Emit only the lines from the line containing "Mark each instance of the person's arm" through the last line of the entries, unchanged.

**Data excerpts**.
--- Start ---
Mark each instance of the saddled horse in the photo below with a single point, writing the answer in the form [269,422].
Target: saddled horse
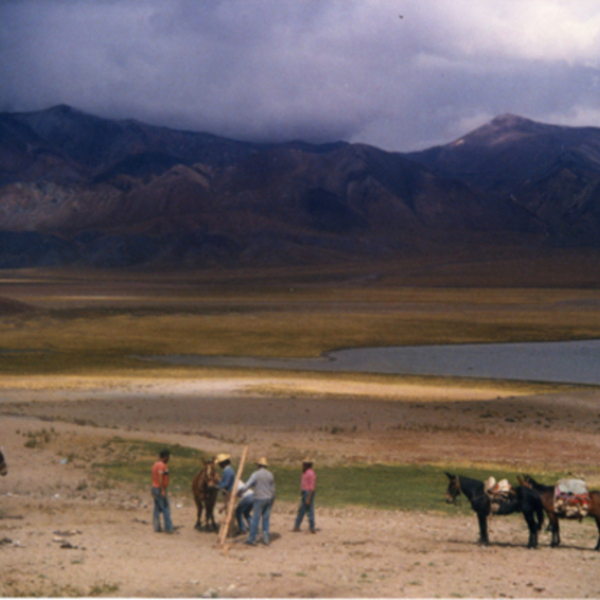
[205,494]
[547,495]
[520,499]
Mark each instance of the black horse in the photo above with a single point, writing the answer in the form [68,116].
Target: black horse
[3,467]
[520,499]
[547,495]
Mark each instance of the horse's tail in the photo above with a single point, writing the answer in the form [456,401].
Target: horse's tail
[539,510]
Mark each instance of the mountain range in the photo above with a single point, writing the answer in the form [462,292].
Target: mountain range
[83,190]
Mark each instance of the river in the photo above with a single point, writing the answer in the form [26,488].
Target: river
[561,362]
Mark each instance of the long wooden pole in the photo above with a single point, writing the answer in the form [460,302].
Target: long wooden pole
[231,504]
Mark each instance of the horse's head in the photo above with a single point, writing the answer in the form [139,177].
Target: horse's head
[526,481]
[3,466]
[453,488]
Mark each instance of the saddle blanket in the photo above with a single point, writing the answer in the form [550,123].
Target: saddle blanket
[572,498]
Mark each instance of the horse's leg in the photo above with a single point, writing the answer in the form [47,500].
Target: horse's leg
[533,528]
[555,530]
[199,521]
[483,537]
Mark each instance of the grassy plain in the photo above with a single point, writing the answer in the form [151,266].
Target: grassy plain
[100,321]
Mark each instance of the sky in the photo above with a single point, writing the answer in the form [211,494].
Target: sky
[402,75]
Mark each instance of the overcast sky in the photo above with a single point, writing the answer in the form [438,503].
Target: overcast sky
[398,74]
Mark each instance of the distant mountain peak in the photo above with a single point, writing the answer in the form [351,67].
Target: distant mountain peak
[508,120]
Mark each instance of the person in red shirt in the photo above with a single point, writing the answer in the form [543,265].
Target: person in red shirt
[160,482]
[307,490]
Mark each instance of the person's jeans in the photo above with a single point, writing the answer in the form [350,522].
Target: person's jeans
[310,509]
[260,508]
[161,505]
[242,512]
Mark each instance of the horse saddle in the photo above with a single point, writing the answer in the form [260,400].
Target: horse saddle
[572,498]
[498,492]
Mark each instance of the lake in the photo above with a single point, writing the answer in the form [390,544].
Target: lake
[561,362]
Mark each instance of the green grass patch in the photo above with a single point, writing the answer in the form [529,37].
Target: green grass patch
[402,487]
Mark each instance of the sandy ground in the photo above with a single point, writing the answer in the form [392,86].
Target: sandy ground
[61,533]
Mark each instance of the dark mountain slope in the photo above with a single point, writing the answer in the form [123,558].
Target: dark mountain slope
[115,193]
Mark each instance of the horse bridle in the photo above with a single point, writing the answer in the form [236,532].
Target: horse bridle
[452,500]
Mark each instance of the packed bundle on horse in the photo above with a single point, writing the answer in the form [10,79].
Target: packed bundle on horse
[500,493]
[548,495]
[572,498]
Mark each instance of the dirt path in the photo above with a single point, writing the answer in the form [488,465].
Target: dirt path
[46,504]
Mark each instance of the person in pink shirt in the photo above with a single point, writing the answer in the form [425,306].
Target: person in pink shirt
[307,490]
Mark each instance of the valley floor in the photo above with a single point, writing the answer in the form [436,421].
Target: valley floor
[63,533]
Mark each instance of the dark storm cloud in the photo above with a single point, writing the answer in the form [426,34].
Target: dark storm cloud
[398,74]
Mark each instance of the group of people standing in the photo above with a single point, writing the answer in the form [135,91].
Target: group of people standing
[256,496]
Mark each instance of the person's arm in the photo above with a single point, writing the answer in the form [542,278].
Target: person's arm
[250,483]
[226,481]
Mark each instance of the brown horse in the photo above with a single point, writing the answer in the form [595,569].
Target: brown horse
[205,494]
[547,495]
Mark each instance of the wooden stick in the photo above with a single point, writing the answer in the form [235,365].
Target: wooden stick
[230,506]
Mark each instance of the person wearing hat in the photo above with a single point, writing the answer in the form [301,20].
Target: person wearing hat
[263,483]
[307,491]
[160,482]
--- End ---
**Solved problem**.
Mark each instance of the person's arm in the photo above with a single point, writing the answer in the form [542,278].
Target: person's arm
[250,483]
[226,481]
Mark each instance of the brown horse in the photo above with a single point, writing the answer in the form [595,569].
Target: brown horse
[205,494]
[547,495]
Mark each instance of the wooden stick in the photo above with a single point, writing the answer in the form [235,365].
Target: wooden stick
[230,506]
Mark each instance of the person wearing hat in the photo above with a single point, writing the answer in the form [301,20].
Target: person wearing hat
[263,483]
[307,491]
[160,482]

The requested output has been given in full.